» RECORD SET:
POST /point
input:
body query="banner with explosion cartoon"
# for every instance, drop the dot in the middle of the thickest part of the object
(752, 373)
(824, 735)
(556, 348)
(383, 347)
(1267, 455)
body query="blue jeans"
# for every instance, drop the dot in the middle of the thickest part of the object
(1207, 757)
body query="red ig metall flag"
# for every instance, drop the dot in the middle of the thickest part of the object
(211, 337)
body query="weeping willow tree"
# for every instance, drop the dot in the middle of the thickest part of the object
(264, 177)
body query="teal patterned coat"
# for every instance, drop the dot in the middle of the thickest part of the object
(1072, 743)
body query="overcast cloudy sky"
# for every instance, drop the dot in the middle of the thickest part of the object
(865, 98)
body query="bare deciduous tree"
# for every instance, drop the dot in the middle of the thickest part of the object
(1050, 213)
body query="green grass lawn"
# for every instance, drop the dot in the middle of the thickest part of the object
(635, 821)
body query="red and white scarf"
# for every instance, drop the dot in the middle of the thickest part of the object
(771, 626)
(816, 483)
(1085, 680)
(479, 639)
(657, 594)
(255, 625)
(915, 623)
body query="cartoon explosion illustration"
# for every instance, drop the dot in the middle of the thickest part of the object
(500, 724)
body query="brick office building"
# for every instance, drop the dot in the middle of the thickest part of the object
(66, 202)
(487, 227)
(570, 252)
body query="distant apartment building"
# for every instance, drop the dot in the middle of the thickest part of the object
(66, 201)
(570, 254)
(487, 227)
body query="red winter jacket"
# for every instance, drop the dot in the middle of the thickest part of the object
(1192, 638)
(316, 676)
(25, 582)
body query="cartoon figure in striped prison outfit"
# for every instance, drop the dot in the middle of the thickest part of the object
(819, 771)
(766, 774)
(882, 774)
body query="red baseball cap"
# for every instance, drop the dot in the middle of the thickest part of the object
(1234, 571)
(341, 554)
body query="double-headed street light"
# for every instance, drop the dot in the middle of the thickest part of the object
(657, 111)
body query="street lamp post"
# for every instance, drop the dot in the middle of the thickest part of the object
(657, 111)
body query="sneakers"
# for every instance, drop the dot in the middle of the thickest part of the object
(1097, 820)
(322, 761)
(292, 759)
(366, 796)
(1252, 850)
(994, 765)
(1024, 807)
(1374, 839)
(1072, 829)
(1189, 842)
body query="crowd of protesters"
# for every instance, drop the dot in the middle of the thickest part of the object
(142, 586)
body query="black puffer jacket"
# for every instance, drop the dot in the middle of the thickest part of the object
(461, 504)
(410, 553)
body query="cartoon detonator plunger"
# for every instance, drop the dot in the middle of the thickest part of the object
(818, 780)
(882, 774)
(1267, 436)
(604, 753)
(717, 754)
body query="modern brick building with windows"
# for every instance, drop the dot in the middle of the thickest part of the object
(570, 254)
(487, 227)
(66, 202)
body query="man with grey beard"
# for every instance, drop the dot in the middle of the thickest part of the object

» DESCRIPTION OF THE TASK:
From the first line through the last, repeat the entries exactly.

» TASK RESULT:
POST /point
input:
body query="banner with explosion cartoon"
# for every instance, drop the dot in the middle of the thickest part of the object
(752, 373)
(824, 735)
(556, 348)
(383, 347)
(1267, 455)
body query="blue jeans"
# for every instance, drop the dot in the middle of the thickest part of the object
(1207, 757)
body query="red ig metall flag"
# for every instance, drop the dot in the middle of the thickest part of the object
(211, 337)
body query="weeping willow tree"
# for every instance, drop the dot in the middle of the thickest part of the object
(264, 177)
body query="teal patterned coat"
# for every instance, drop the dot in the middle of the thickest part of the object
(1072, 743)
body query="overcast cloudy sky"
# for every instance, drop the dot in the middle of the thickest part of the object
(865, 98)
body query="bare deciduous tree"
# for every instance, drop the dot in the middle of the thickest part of the object
(1050, 213)
body query="green grass lawn"
# for every instance, drop the dot in the middle of the thickest part of the object
(635, 821)
body query="red and white scarf"
# for every instance, drop the dot in the middle of the thickest part of the object
(771, 626)
(816, 483)
(1085, 680)
(479, 639)
(657, 594)
(255, 625)
(915, 623)
body query="cartoon explosion illustration"
# for every instance, drop the dot in the middle of the thickest part of the object
(500, 724)
body query="brick office building"
# for every instance, drop the dot in the middle of the thickest part of the object
(66, 202)
(487, 227)
(570, 252)
body query="distant apartment building"
# for every instance, drop the dot in the middle of the thickest part of the object
(66, 201)
(570, 254)
(487, 227)
body query="red winter jacket"
# for every instance, drop the dot in the middle of the thickest part of the object
(1192, 638)
(316, 676)
(25, 582)
body query="cartoon figure in striped prison outfit"
# for every instance, drop the dot in the middle of the thickest part of the object
(819, 771)
(766, 774)
(882, 774)
body query="red baseball cap"
# for every instance, drop the dot in the middle of the thickest part of the object
(1234, 571)
(341, 554)
body query="double-headed street light"
# for every instance, drop the dot in the middle of the thickest part of the object
(657, 111)
body query="street lamp post"
# for every instance, drop the dot in the middle of the thickest part of the object
(657, 111)
body query="sneakers"
# for every instance, drop the dot in the middle of the thickest part of the object
(1097, 820)
(322, 761)
(292, 759)
(366, 796)
(1252, 850)
(994, 765)
(1024, 807)
(1374, 839)
(1072, 829)
(1189, 842)
body query="crowd of protesters"
# for every instance, drop the dot in the middle of the thickest part of the object
(142, 586)
body query="black puffer jacket"
# for every instance, drop the dot in the middle of the thickest part of the object
(461, 504)
(410, 553)
body query="cartoon detonator plunger"
# for every instance, drop the dot in the middle of the thickest part of the object
(818, 780)
(882, 774)
(1267, 436)
(604, 753)
(717, 754)
body query="modern brick building with windows"
# for every instance, drop the dot in the middle of the thickest part of the object
(570, 254)
(487, 227)
(66, 202)
body query="man with grey beard"
# for every instance, drop the dot in the middle of the thickest part of the object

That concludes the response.